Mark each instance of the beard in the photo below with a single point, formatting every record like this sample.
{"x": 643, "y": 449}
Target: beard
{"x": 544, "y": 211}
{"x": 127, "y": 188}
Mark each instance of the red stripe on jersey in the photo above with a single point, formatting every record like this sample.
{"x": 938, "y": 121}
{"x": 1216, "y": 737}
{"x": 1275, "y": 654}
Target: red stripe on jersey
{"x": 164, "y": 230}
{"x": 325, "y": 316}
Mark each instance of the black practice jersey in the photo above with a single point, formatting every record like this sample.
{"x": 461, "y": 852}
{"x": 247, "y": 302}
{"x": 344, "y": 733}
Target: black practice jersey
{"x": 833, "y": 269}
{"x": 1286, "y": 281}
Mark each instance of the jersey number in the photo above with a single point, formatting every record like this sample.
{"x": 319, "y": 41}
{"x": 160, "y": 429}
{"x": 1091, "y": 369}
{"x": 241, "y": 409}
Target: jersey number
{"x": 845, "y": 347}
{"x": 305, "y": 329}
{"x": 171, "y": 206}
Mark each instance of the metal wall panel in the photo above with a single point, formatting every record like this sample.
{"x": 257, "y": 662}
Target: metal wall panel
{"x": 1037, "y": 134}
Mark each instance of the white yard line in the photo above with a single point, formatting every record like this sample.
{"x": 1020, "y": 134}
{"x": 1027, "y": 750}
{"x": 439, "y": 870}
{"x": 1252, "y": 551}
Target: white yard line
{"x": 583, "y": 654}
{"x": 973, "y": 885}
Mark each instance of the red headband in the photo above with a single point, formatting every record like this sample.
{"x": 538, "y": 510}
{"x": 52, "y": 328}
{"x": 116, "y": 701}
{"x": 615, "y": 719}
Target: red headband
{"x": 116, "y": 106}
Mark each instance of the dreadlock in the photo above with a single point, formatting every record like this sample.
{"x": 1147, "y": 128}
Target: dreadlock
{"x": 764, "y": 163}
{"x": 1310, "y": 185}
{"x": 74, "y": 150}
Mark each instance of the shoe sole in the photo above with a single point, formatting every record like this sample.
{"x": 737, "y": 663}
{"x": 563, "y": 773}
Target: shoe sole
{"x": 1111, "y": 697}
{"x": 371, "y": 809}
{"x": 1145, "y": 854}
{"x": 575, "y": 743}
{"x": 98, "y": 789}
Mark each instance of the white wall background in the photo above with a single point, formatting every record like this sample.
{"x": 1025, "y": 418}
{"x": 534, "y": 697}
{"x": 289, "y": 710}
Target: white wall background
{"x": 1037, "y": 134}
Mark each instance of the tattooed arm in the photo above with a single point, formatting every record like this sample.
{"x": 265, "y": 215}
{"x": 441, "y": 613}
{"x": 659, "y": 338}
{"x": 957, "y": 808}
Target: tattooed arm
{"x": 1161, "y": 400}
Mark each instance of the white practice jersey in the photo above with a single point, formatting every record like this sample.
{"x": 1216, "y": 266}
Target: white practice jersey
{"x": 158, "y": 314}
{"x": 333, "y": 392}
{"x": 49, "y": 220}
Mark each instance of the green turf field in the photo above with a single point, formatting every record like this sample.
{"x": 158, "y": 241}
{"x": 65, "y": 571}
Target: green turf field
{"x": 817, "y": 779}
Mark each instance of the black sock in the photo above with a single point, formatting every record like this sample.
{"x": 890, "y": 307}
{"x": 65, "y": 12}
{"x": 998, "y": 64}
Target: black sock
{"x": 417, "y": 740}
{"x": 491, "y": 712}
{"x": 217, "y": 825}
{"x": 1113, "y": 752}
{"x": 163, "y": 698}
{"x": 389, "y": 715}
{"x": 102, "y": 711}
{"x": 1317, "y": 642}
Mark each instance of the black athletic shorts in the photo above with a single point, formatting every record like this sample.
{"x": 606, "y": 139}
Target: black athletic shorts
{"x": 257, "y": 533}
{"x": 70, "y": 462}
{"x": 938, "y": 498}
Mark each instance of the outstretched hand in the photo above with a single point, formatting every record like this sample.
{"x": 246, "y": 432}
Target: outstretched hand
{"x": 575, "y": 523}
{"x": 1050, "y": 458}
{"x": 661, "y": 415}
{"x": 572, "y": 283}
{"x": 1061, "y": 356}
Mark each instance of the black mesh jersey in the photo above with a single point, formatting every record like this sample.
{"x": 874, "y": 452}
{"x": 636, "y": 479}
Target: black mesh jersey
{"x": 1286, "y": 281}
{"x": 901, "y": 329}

◇ ◇ ◇ ◇ ◇

TASK PROMPT
Format every line of the material above as a JSON list of strings, one string per line, leaving out any blank lines.

ANSWER BELOW
[
  "Mark each instance of the beard in the photo below with a single point, formatting every record like this sample.",
  "{\"x\": 643, \"y\": 449}",
  "Target: beard",
  "{\"x\": 544, \"y\": 211}",
  "{\"x\": 127, \"y\": 188}",
  "Mark each instance of the red stripe on jersey in the photo above with a single point, formatting every record like this sample.",
  "{\"x\": 938, \"y\": 121}",
  "{\"x\": 1216, \"y\": 737}",
  "{\"x\": 1275, \"y\": 654}",
  "Target: red stripe on jersey",
  "{\"x\": 164, \"y\": 230}",
  "{\"x\": 325, \"y\": 316}",
  "Mark each instance of the black practice jersey in the photo above with a single point, formatting every record like this sample.",
  "{\"x\": 461, \"y\": 852}",
  "{\"x\": 247, \"y\": 302}",
  "{\"x\": 344, \"y\": 733}",
  "Target: black practice jersey",
  "{\"x\": 833, \"y\": 269}",
  "{\"x\": 1286, \"y\": 281}",
  "Mark each instance of the jersey number in the photo above with a single point, formatting every record like this sample.",
  "{\"x\": 319, \"y\": 41}",
  "{\"x\": 160, \"y\": 429}",
  "{\"x\": 1091, \"y\": 369}",
  "{\"x\": 241, \"y\": 409}",
  "Target: jersey number",
  "{\"x\": 845, \"y\": 347}",
  "{\"x\": 305, \"y\": 329}",
  "{\"x\": 171, \"y\": 206}",
  "Mark each instance of the metal wall panel in the photo above with a single point, formatting every record like this sample.",
  "{\"x\": 257, \"y\": 662}",
  "Target: metal wall panel",
  "{\"x\": 1037, \"y\": 134}",
  "Mark each instance of the white yard line in the photo above with a single point, formatting every record like this sample.",
  "{\"x\": 1020, \"y\": 134}",
  "{\"x\": 1027, \"y\": 750}",
  "{\"x\": 439, \"y\": 870}",
  "{\"x\": 1252, \"y\": 551}",
  "Target: white yard line",
  "{\"x\": 583, \"y\": 654}",
  "{\"x\": 973, \"y\": 885}",
  "Mark each instance of the red headband in the photo above with a single point, formatting every record like this sample.",
  "{\"x\": 538, \"y\": 510}",
  "{\"x\": 52, \"y\": 328}",
  "{\"x\": 116, \"y\": 701}",
  "{\"x\": 615, \"y\": 719}",
  "Target: red headband",
  "{\"x\": 116, \"y\": 106}",
  "Mark each instance of the dreadlock in the photo above with a single point, formatting every record like this sample.",
  "{\"x\": 1147, \"y\": 128}",
  "Target: dreadlock",
  "{\"x\": 764, \"y\": 163}",
  "{\"x\": 1310, \"y\": 185}",
  "{\"x\": 74, \"y\": 150}",
  "Mark each instance of the shoe sole in the photo above with a single point, formatting every record like this sample.",
  "{\"x\": 737, \"y\": 663}",
  "{\"x\": 563, \"y\": 773}",
  "Target: shoe sole",
  "{\"x\": 1111, \"y\": 697}",
  "{\"x\": 371, \"y\": 809}",
  "{\"x\": 1145, \"y\": 854}",
  "{\"x\": 575, \"y\": 743}",
  "{\"x\": 98, \"y\": 789}",
  "Mark each instance of the white wall background in the photo above with a single point, formatting every record like this sample.",
  "{\"x\": 1025, \"y\": 418}",
  "{\"x\": 534, \"y\": 697}",
  "{\"x\": 289, \"y\": 710}",
  "Target: white wall background",
  "{\"x\": 1037, \"y\": 134}",
  "Mark each instance of the tattooed arm in the photo above with a single point, formatting every record like this sample.",
  "{\"x\": 265, \"y\": 215}",
  "{\"x\": 441, \"y\": 613}",
  "{\"x\": 659, \"y\": 338}",
  "{\"x\": 957, \"y\": 808}",
  "Target: tattooed arm",
  "{\"x\": 1161, \"y\": 400}",
  "Mark each instance of the white practice jersey in the photo above with a single point, formatting every record like this sample.",
  "{\"x\": 1216, \"y\": 266}",
  "Target: white practice jersey",
  "{\"x\": 158, \"y\": 314}",
  "{\"x\": 333, \"y\": 392}",
  "{\"x\": 49, \"y\": 220}",
  "Mark each instance of the green turf field in the photo above with a single point, formatting every record like this sample.",
  "{\"x\": 158, \"y\": 241}",
  "{\"x\": 65, \"y\": 571}",
  "Target: green turf field",
  "{\"x\": 817, \"y\": 779}",
  "Mark each instance of the black sock in the photo above with a single point, formatting every record like this sample.",
  "{\"x\": 890, \"y\": 307}",
  "{\"x\": 65, \"y\": 12}",
  "{\"x\": 998, \"y\": 64}",
  "Target: black sock",
  "{\"x\": 417, \"y\": 740}",
  "{\"x\": 491, \"y\": 712}",
  "{\"x\": 217, \"y\": 825}",
  "{\"x\": 1113, \"y\": 752}",
  "{\"x\": 163, \"y\": 698}",
  "{\"x\": 389, \"y\": 715}",
  "{\"x\": 102, \"y\": 711}",
  "{\"x\": 1317, \"y\": 642}",
  "Mark each instance of the black athletic shorts in the photo above with a single point, formatting every record like this sample.",
  "{\"x\": 606, \"y\": 139}",
  "Target: black athletic shorts",
  "{\"x\": 257, \"y\": 533}",
  "{\"x\": 70, \"y\": 462}",
  "{\"x\": 938, \"y\": 498}",
  "Mark each instance of the outstretched hand in the photo above with a single point, formatting every record like this sample.",
  "{\"x\": 246, \"y\": 432}",
  "Target: outstretched hand",
  "{\"x\": 575, \"y\": 523}",
  "{\"x\": 1050, \"y\": 458}",
  "{\"x\": 661, \"y\": 415}",
  "{\"x\": 572, \"y\": 283}",
  "{\"x\": 1061, \"y\": 356}",
  "Mark each instance of the black mesh jersey in the photo above with a single point, formatting every record like this sample.",
  "{\"x\": 874, \"y\": 452}",
  "{\"x\": 636, \"y\": 479}",
  "Target: black mesh jersey",
  "{\"x\": 1286, \"y\": 281}",
  "{\"x\": 901, \"y\": 329}"
]